SUPPLIED ENTRIES:

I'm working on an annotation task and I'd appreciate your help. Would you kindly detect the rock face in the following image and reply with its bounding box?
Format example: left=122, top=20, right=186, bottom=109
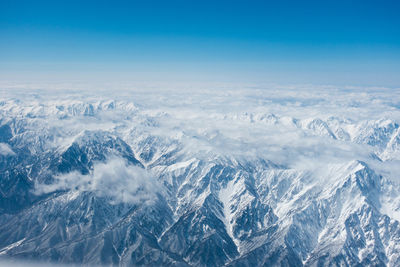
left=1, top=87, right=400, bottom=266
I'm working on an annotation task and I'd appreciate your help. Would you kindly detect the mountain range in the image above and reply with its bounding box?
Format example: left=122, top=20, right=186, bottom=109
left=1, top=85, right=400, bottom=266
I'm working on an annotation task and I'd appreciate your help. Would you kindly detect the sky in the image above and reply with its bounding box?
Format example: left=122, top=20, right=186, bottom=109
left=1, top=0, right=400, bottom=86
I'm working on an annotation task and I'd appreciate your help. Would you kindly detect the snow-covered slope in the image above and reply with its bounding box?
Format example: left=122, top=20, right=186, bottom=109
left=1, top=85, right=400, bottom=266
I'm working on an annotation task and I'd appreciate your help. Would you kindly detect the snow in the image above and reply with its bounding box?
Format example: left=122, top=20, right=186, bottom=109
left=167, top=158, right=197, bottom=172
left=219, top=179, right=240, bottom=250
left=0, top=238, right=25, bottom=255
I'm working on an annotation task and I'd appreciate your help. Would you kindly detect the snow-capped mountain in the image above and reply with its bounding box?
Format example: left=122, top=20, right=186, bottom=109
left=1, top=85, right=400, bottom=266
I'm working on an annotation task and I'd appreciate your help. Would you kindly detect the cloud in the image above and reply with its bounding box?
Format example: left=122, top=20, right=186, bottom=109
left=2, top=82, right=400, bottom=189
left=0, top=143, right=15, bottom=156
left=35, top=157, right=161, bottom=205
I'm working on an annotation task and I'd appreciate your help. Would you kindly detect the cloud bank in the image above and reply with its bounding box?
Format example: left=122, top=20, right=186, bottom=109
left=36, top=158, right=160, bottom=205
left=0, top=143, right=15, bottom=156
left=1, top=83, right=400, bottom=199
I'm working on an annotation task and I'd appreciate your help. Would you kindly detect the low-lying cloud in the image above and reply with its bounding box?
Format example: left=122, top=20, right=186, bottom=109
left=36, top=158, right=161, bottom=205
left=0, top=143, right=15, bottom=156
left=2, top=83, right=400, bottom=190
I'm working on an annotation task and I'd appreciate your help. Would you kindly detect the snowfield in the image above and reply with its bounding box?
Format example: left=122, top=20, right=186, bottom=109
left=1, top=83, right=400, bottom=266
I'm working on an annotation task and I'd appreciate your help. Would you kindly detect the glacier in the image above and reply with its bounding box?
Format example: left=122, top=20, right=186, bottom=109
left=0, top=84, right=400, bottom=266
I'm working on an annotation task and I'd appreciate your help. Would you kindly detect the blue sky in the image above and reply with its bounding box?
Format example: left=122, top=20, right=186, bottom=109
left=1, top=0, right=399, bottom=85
---
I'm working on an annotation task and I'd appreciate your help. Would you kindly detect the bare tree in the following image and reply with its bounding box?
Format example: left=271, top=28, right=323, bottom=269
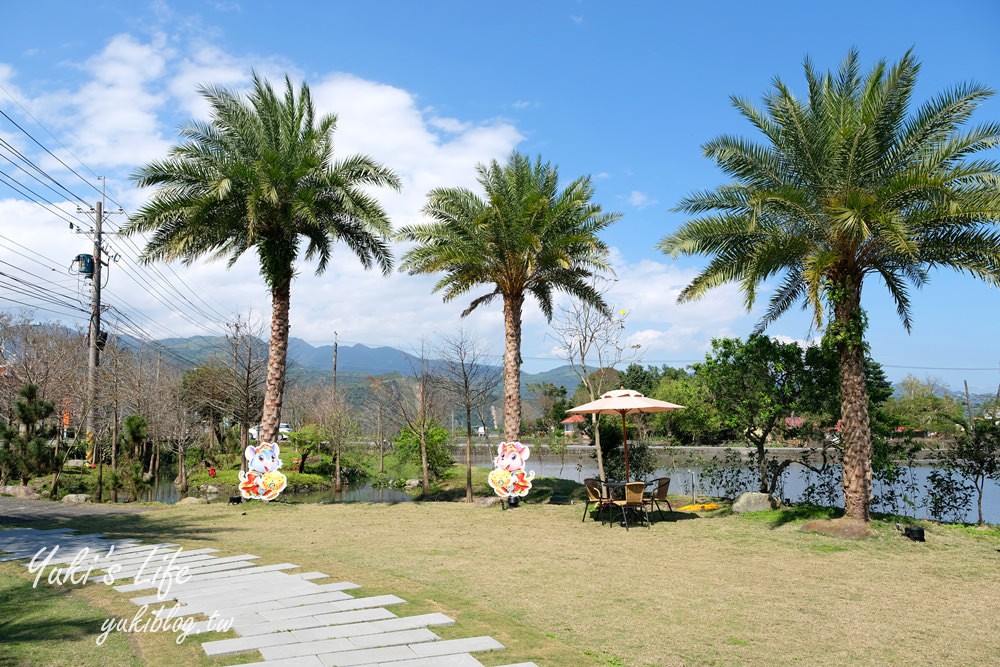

YOUR TASK:
When "mountain" shows up in a line of the material, report that line.

EXERCISE ANSWER:
I'm working on an annotation task and I'd appreciate your help. Would you kindly detect the mountain range in the image above and reply with its bounding box?
I'm working on an annotation task and I'd appreciate your help. Would you kindly detect the snow-capped mountain in the image above and reply with its bounding box?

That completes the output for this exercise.